Interestingly, I can remember my dad making this dish more than my mom.  It was one of his special recipes.  He would chop up onions and garlic, and fry them in a pan full of shredded potatoes.  Once they were nice and brown, he would break a few eggs over the top of the whole mixture and fry until the eggs were cooked through.  He or my mom would cook the potatoes the night before and shred them by hand just before frying.  I am more of a semi-homemade kind of cook, so I typically just by pre-shredded potatoes at the store.  Kudos to all you cooks who enjoy the cook-from-scratch concept, I just don’t have make the time for that.

This recipe is very quick and easy if you use some shortcuts.  It took me about 15 minutes this morning.  The first thing I did was pour myself some coffee.  I have a new favorite combination: Stok Chocolate Iced Coffee paired with Coffee Mate natural bliss Almond Milk Caramel Creamer.  I was away for a few days at a Marketing Event, so I didn’t have time to home-brew a batch.  It turned out to be a blessing in disguise, because I found chocolate coffee.  This coffee is so good, I could drink it black.  If you must have creamer, the key is not to put too much creamer in, or it will cover the wonderful chocolate flavor.

§ **QUESTIONS ON THE MATERIAL**
1. Decide whether each statement agrees with the potato passage. Answer yes or no for each, and quote the words of the text that decide it.
(a) The dish was one the narrator's mom made more often than the dad.
(b) Preparing the recipe that morning took about 15 minutes.
(c) The narrator home-brewed a batch of coffee before cooking.
2. From the potato passage, list every food the dad put into the dish.
3. Extend the potato passage, picking up after its final sentence.

§ **DATA EXCERPT**

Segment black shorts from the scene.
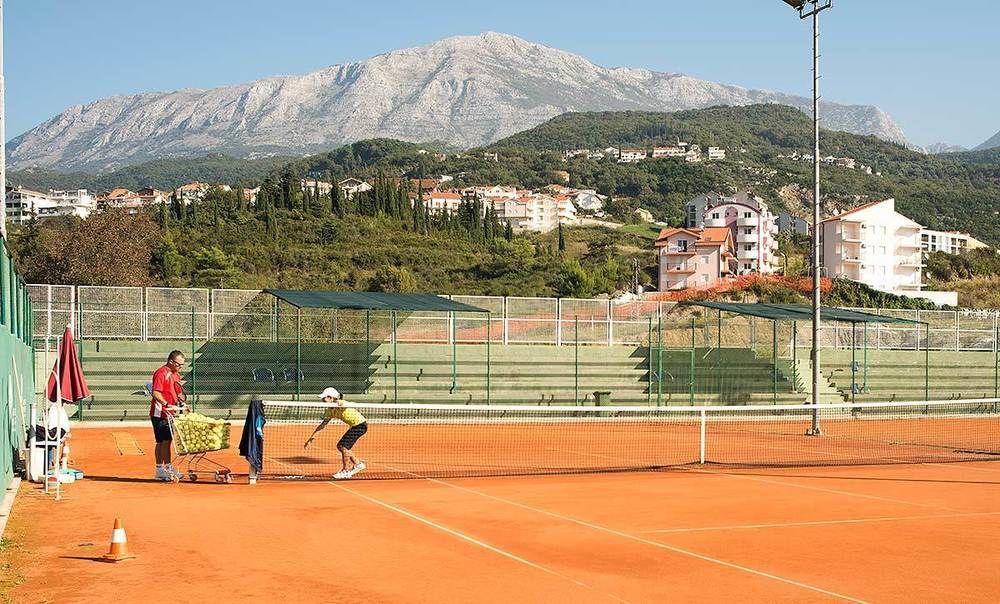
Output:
[337,422,368,449]
[149,417,174,443]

§ **ANSWERS GIVEN**
1.
(a) No: "I can remember my dad making this dish more than my mom."
(b) Yes: "It took me about 15 minutes this morning."
(c) No: "I was away for a few days at a Marketing Event, so I didn’t have time to home-brew a batch."

2. onions, garlic, shredded potatoes, eggs

3.
After a few sips of coffee, I was ready to tackle breakfast.  I always have onions and garlic on hand.  Who lives without fresh onions and garlic?  If you do, stop everything you are doing and go get some right now.  Life is so much tastier with fresh onions and garlic in it.  If you don’t like chopping and mincing, you can by onions pre-chopped and Gourmet Garden garlic paste in a tube.  I will not buy pre-minced garlic in a jar.  It just freaks me out.  But I love this garlic paste and use it all the time.  I happen to like chopping onions, so I don’t buy pre-chopped onions.

For this recipe, I used Earth Balance butter.  My folks always used butter for this dish, and I wanted to get as close as possible to the “real deal”.  I melted the butter in the pan on medium-low heat, then added the onion and let it saute for a few minutes before adding the garlic.  I am a huge garlic fan, so I wasn’t shy with it.  You can adjust your garlic to your own taste preference.  The garlic only needs about a minute before you add the shredded potatoes.  Once the potatoes are in, add salt and pepper to taste and give them a chance to brown up.  I stir everything around a bit until it’s a light golden brown color.  After that it’s time to add your tofu.

I seasoned my tofu for this recipe just like I do for my sunny side up tofu sandwich, with a little turmeric, paprika, salt and pepper.  I am really enjoying the flavor combination right now, and I don’t have all of my usual spices anyway, since I am at Skylar’s house.  First press (with a paper towel) to remove excess moisture, then crumble the tofu.  After that sprinkle it with your spices and mix with your fingers.  Make some space in your pan and add the tofu in with the rest of your ingredients.  I gave it another three minutes, stirring as necessary until it was heated through and golden brown.  Then it was time to eat! I didn’t have any fresh parsley or cilantro to throw on top this morning, (I really need to go grocery shopping), but I have broccoli in the fridge, so I cut off the very end of a floret and sprinkled it over the top.  Delicious and pretty!

Ingredients:

  • 1 TBSP vegan butter
  • 1/4 cup onion, chopped small
  • 1 clove garlic (or equivalent paste)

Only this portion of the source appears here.